──────── Input for this task
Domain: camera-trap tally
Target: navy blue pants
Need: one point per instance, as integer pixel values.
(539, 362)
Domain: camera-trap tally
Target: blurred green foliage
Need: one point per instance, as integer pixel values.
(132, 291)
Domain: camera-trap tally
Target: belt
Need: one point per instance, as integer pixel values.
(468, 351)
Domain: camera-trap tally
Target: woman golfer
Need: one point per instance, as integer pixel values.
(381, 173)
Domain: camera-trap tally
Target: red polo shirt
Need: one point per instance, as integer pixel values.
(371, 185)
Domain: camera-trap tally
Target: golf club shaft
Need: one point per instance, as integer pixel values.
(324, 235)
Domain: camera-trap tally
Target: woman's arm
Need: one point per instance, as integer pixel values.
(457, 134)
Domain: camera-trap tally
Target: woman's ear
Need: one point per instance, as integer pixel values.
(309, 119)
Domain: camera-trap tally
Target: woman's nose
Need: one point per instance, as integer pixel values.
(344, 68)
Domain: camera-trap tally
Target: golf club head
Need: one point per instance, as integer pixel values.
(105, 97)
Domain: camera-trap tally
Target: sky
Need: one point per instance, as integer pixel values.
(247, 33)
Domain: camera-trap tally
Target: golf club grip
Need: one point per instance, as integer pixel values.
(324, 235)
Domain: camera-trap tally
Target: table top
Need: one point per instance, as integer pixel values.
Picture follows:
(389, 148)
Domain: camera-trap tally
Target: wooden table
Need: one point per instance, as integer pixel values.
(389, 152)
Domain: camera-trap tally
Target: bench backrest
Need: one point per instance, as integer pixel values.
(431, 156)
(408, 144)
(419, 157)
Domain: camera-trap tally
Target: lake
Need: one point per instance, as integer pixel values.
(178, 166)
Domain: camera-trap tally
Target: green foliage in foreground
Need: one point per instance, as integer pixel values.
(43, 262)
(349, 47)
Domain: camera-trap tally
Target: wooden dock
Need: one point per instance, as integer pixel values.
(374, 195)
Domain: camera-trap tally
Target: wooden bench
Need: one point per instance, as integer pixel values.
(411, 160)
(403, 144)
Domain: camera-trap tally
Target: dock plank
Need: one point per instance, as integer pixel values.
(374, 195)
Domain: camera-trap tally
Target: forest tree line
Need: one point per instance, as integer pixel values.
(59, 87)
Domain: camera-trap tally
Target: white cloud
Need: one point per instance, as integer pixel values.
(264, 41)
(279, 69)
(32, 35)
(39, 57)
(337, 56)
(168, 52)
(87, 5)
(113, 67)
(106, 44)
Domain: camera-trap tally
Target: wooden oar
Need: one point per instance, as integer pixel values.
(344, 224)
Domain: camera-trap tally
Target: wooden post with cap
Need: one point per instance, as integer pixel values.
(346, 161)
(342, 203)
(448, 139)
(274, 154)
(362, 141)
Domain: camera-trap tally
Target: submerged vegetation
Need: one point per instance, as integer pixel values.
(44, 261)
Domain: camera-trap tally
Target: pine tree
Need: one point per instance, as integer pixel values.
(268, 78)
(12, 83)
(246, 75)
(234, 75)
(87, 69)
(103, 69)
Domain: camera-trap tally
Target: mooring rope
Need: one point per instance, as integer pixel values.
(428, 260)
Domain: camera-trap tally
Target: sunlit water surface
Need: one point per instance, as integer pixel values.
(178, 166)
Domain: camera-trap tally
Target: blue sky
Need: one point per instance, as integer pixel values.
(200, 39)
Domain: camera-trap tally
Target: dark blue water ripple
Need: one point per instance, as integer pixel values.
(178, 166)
────────────────
Aim of the task – A verbatim copy of all the entries is the expected result.

Solution –
Domain: camera-trap tally
Target: navy blue pants
Need: one point per instance, as integer pixel values.
(539, 362)
Domain: camera-trap tally
Target: blurred green foliage
Need: one point per instance, as integer pixel values.
(132, 291)
Domain: camera-trap tally
Target: belt
Need: one point per instance, as integer pixel values.
(468, 351)
Domain: camera-trap tally
Target: woman golfer
Need: one point per instance, as integer pixel values.
(381, 173)
Domain: camera-trap tally
Target: red polo shirt
Need: one point per instance, as integer pixel values.
(371, 185)
Domain: camera-trap tally
Target: golf club shaft
Need: one point per instance, as integer pixel values.
(324, 235)
Domain: camera-trap tally
Target: woman's arm
Need: one point per instance, as integer pixel values.
(457, 134)
Domain: camera-trap tally
Target: woman's ear
Need: one point per instance, as integer pixel values.
(309, 119)
Domain: camera-trap tally
Target: woman's nose
Need: one point per instance, as integer pixel values.
(344, 68)
Domain: camera-trap tally
Target: golf club head
Need: one point per instance, as integer pixel values.
(105, 97)
Domain: camera-trap tally
Target: sky
Need: one point per instance, as integer pixel values.
(247, 33)
Domain: camera-trap tally
Target: golf club grip
Need: one point per instance, as integer pixel values.
(324, 235)
Domain: camera-trap tally
Target: table top
Need: one point per instance, as integer pixel values.
Picture follows:
(389, 148)
Domain: camera-trap tally
Target: wooden table
Need: one point per instance, as integer pixel values.
(389, 152)
Domain: camera-trap tally
Target: bench backrest
Need: one point per instance, as integer pixel values.
(431, 156)
(408, 144)
(419, 157)
Domain: camera-trap tally
Target: lake
Need: one point per instance, as integer pixel values.
(178, 166)
Domain: camera-trap tally
Target: green foliage in foreground
Need: one point per instance, as integer pixel values.
(43, 262)
(349, 47)
Domain: camera-trap tally
Target: wooden dock
Need: one point per instance, as integer pixel values.
(374, 195)
Domain: camera-trap tally
Target: wooden bench
Need: one point per instance, as integer pixel values.
(411, 160)
(403, 144)
Domain: camera-trap tally
Target: dock plank
Need: one point per instance, as integer pixel values.
(374, 195)
Domain: camera-trap tally
Target: forest tree line
Need: one point per instance, as integer pixel values.
(59, 87)
Domain: camera-trap tally
Target: white cloud
Need: one point per instance, as integer pixel values.
(264, 41)
(279, 69)
(32, 35)
(39, 57)
(337, 56)
(168, 52)
(87, 5)
(113, 67)
(106, 44)
Domain: camera-trap tally
Target: wooden oar
Need: one point per instance, as integer pixel values.
(344, 224)
Domain: camera-trap tally
Target: wooden post with cap
Need: one point per instance, as integer pixel values.
(346, 161)
(342, 203)
(448, 139)
(274, 154)
(362, 141)
Domain: camera-trap tally
Target: submerged vegetation
Need: one point per instance, as integer pixel values.
(44, 261)
Domain: camera-trap tally
Target: pine tree
Need: one point per instance, as integer pixel values.
(268, 78)
(12, 83)
(246, 75)
(234, 75)
(87, 69)
(103, 69)
Domain: camera-trap tally
Target: mooring rope
Need: one point per instance, as integer pixel values.
(428, 260)
Domain: camera-trap tally
Target: sunlit water surface
Need: one point per instance, as integer pixel values.
(178, 166)
Domain: camera-trap tally
Target: blue sky
Need: one point per instance, as integer pixel values.
(200, 39)
Domain: camera-trap tally
Target: dark blue water ripple
Need: one point per instance, as integer pixel values.
(178, 166)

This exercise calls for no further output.